◆ Required task
Copy the listing word for word, from the line containing "of the white" through the end of the listing, and leave out the pictures.

++++ Data section ++++

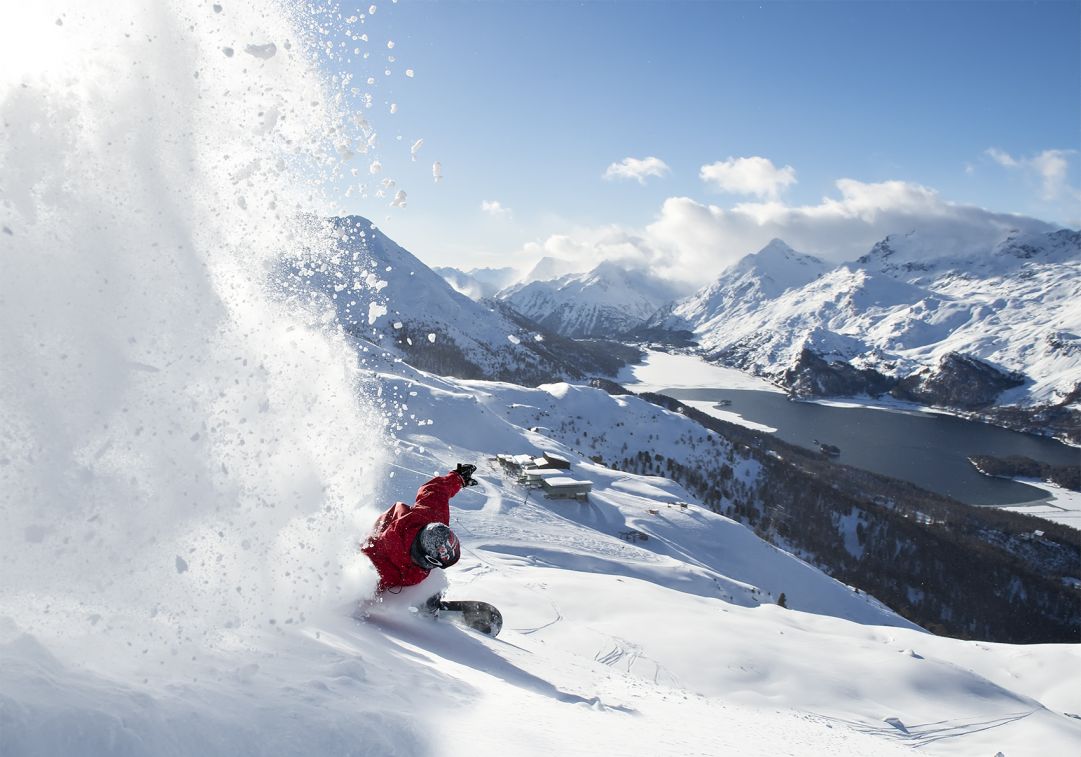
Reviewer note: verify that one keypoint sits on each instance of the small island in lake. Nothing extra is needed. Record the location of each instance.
(828, 450)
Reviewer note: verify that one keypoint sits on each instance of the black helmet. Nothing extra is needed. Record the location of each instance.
(436, 546)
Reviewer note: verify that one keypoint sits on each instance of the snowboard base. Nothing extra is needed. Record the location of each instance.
(477, 615)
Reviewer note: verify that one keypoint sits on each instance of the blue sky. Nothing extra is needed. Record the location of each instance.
(526, 104)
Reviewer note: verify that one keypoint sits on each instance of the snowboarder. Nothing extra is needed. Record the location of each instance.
(406, 543)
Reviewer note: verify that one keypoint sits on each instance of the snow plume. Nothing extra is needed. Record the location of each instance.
(177, 441)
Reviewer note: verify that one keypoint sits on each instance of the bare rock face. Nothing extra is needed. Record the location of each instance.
(959, 381)
(813, 376)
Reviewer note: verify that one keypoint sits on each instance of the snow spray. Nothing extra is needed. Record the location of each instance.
(179, 448)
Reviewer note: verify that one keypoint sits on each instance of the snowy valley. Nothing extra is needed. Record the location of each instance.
(986, 324)
(211, 386)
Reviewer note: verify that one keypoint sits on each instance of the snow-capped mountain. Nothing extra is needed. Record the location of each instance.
(902, 313)
(605, 301)
(384, 295)
(479, 283)
(635, 623)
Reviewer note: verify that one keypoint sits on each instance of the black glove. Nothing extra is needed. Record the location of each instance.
(466, 472)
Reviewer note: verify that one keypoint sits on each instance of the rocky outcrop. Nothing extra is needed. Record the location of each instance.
(813, 376)
(959, 381)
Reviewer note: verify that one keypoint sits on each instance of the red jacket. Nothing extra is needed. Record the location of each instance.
(392, 535)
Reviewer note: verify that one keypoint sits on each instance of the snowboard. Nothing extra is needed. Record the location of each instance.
(474, 614)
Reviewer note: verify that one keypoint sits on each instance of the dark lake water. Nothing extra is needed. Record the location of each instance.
(926, 449)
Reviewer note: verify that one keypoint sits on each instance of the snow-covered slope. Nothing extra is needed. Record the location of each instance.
(902, 309)
(668, 643)
(605, 301)
(478, 283)
(188, 457)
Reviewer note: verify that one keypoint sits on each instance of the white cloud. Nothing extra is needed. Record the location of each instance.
(1050, 167)
(495, 209)
(638, 169)
(692, 242)
(753, 175)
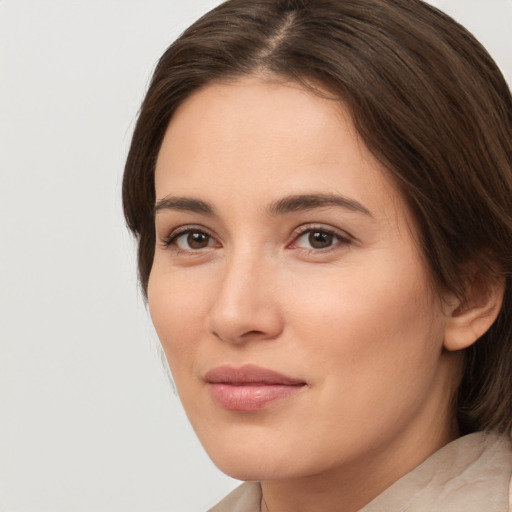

++++

◆ Reply to the exercise
Reviewer note: verify that one keypoint sits on each instance of the white cloud. Nothing extra is needed. Record the location of each instance.
(1050, 167)
(495, 209)
(638, 169)
(692, 242)
(753, 175)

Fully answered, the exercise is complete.